** Required work **
Write out the full listing again, exactly as it stands.

——————

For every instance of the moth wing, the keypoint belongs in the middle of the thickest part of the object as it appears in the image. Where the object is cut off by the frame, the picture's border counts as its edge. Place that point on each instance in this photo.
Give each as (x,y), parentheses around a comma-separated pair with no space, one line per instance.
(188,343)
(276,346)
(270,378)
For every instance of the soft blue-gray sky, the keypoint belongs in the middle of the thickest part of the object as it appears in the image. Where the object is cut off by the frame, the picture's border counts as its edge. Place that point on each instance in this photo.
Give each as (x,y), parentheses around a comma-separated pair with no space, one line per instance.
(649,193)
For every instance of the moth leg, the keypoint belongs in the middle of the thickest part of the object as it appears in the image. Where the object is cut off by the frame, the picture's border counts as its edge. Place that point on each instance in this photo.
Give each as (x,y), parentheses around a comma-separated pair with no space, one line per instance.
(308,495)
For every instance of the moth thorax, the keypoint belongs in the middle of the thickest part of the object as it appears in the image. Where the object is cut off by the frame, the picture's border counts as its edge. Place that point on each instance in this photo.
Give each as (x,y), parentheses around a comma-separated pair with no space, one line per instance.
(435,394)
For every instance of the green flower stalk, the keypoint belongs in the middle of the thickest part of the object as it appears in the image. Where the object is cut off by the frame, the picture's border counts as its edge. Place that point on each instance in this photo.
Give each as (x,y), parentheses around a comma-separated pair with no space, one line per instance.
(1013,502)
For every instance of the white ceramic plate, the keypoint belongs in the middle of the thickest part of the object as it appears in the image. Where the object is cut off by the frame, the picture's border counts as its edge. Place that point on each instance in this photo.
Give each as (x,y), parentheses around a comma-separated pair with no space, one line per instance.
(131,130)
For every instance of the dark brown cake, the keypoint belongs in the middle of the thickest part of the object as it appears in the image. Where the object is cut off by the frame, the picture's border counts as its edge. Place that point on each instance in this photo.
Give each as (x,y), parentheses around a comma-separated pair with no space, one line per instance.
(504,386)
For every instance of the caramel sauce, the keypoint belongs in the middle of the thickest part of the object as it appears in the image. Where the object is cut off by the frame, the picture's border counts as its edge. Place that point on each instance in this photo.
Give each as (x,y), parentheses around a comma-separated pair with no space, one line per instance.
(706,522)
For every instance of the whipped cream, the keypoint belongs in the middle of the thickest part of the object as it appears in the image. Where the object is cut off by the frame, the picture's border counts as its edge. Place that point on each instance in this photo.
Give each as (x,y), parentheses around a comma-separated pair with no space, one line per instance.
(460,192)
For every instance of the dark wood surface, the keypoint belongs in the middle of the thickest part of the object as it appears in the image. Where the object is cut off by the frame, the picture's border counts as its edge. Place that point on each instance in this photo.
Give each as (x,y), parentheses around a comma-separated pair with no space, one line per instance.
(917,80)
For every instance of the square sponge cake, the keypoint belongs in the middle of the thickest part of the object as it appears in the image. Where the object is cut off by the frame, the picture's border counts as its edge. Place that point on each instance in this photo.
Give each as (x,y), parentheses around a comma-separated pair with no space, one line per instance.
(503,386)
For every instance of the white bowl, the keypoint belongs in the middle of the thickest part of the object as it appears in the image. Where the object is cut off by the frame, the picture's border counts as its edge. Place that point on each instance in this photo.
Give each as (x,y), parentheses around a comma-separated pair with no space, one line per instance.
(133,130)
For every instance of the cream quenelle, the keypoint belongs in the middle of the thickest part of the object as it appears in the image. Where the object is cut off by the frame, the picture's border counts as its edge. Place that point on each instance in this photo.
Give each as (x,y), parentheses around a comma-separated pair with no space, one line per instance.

——————

** Task response **
For every instance of the moth wing, the keypoint belongs in the middle of the thickest part of the object as it appears in the image. Where the object is cut off by the frame, the picture's border counts as its edge. Place that point on each instance in this photo.
Give each as (x,y), parentheses around a comma-separated pair with no space, one line per instance.
(188,343)
(276,346)
(270,378)
For every instance of the soft blue-gray sky, the keypoint belongs in the middle of the thickest part of the object as it appears in the image. Where the object is cut off by the frame, the picture's border counts as its edge. Place that point on each instance in this photo.
Give each as (x,y), parentheses around a comma-separated pair with no space, one line per instance.
(649,193)
For every instance of the moth leg, the keypoint belongs in the middle of the thickest part of the object as it appears in the image. Where the object is cut off by the frame, the picture's border counts as its edge. Place that point on each instance in this photo.
Give each as (x,y), parentheses around a comma-separated pair with no space, one line per instance.
(308,495)
For every instance of the moth thorax, the keypoint belongs in the middle of the thickest part of the object as it appears in the image. Where the object is cut off by the frame, the picture's border counts as its edge. Place that point on each instance in this photo.
Give each as (x,y), parentheses around a comma-separated pair with no space, one line per instance.
(435,394)
For every instance of the green flower stalk, the keypoint belongs in the middle of the thickest part of the object as it appears in the image. Where the object is cut off by the frame, the picture's border counts as its edge. Place that point on each instance in this photo.
Give each as (x,y), parentheses around a comma-separated pair with no space, one line per instance.
(1013,502)
For every instance of the white ceramic plate, the keypoint belongs in the middle of the thickest part of the object as it appears in the image. Where the object is cut off by the frame, the picture's border counts as its edge. Place that point on each instance in this photo.
Give each as (x,y), parentheses around a comma-separated pair with no space, one line per instance.
(131,130)
For every instance of the dark brown cake, the keypoint belongs in the middle of the thickest part of the object as it appears in the image. Where the object is cut off by the frame, the picture's border counts as its edge. Place that point on each instance in this photo.
Give each as (x,y), parentheses around a comma-separated pair with no space, one line per instance.
(504,386)
For every instance of the caramel sauce, the keypoint belongs in the middle of the thickest part of the object as it appears in the image. Where the object is cut off by the frame, the picture's border counts as its edge. Place that point on each instance in this photo.
Give each as (x,y), parentheses around a comma-separated pair with no space, one line per instance.
(706,522)
For every instance of the whipped cream, the keypoint belongs in the middle of the thickest part of the object as it appears in the image. Where the object is cut off by the frame, the picture's border counts as its edge. Place that point on each instance in this photo.
Give each as (x,y), parentheses around a comma-separated pair with no space, one line per instance.
(460,192)
For every instance of the dark wood surface, the keypoint belongs in the middle of the thickest part of the object as it appears in the image. Where the object is cut off by the frame, the picture's border counts as its edge. Place that point on each instance in this photo.
Give each as (x,y), parentheses around a comma-separated pair with no space, one line per instance.
(917,80)
For every instance of the square sponge cake, the keypoint belongs in the middle of the thickest part of the object as it appears in the image. Where the object is cut off by the frame, the picture's border counts as its edge. Place that point on each instance in this photo.
Give each as (x,y), parentheses around a comma-separated pair with no space, one line per instance.
(503,386)
For every instance of the white bowl, the keypoint belongs in the middle of the thickest part of the object as it appears in the image. Where the object is cut off by the frame, the picture's border counts as its edge. Place that point on each instance in this photo.
Give each as (x,y), parentheses around a comma-separated pair with no space, one line per instance.
(133,130)
For every instance of the cream quenelle, the keypoint belongs in the middle of the thickest part of the object as it appears in the image. Where the object is cut off by the frame, the picture's border counts as its edge. Place that point on each instance in this photo.
Give each as (x,y), parentheses around a comma-separated pair with no space, one line per instance.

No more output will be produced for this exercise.